§ **WHAT IS EXPECTED**: Every line below should be repeated exactly as written.

(Region pointing data)
--

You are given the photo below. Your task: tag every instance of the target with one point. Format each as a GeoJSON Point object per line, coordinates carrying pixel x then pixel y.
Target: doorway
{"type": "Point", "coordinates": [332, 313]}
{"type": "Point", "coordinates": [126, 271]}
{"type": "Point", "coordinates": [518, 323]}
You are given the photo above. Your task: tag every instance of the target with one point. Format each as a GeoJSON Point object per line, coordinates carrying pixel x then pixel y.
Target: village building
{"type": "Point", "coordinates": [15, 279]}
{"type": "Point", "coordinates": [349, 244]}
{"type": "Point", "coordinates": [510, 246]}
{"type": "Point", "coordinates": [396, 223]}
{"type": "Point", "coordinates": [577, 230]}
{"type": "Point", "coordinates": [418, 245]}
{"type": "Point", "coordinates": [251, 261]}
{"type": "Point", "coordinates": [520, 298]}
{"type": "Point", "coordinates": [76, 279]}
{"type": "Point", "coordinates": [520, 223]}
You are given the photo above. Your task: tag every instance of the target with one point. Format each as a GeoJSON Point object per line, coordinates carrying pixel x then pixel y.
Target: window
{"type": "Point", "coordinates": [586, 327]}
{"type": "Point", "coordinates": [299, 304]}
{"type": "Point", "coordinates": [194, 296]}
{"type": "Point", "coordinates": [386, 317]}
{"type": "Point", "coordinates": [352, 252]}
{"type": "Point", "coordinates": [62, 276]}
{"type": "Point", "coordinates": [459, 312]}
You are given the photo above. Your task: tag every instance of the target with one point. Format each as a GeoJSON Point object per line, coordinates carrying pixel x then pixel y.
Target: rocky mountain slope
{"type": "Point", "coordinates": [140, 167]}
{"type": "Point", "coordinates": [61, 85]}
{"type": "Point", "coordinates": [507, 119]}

--

§ **YOUR RESPONSE**:
You are given the photo below. Your task: tag every instance of the target with one point. Format each as a GeoJSON Point object per line, coordinates carrying pixel x then pixel y.
Target: doorway
{"type": "Point", "coordinates": [332, 313]}
{"type": "Point", "coordinates": [126, 271]}
{"type": "Point", "coordinates": [518, 323]}
You are given the photo above. Your task: tag every instance of the target with one point. Format each as a GeoJSON Point object per line, coordinates carrying pixel x then pixel y.
Target: village building
{"type": "Point", "coordinates": [15, 279]}
{"type": "Point", "coordinates": [349, 244]}
{"type": "Point", "coordinates": [510, 246]}
{"type": "Point", "coordinates": [396, 223]}
{"type": "Point", "coordinates": [577, 230]}
{"type": "Point", "coordinates": [418, 245]}
{"type": "Point", "coordinates": [251, 261]}
{"type": "Point", "coordinates": [520, 298]}
{"type": "Point", "coordinates": [76, 279]}
{"type": "Point", "coordinates": [520, 223]}
You are given the photo above. Your task: tag every instance of the target with one point. Format each as a GeoJSON Point object per line, coordinates carrying pixel x then pixel y.
Target: window
{"type": "Point", "coordinates": [586, 327]}
{"type": "Point", "coordinates": [299, 304]}
{"type": "Point", "coordinates": [194, 296]}
{"type": "Point", "coordinates": [386, 317]}
{"type": "Point", "coordinates": [352, 252]}
{"type": "Point", "coordinates": [62, 276]}
{"type": "Point", "coordinates": [459, 312]}
You are given the photo above. Your task: tag every instance of the target with one point. Format each as a GeoJSON Point object per line, coordinates carrying pixel x then pixel y.
Target: rocky mountain slope
{"type": "Point", "coordinates": [140, 167]}
{"type": "Point", "coordinates": [61, 85]}
{"type": "Point", "coordinates": [507, 119]}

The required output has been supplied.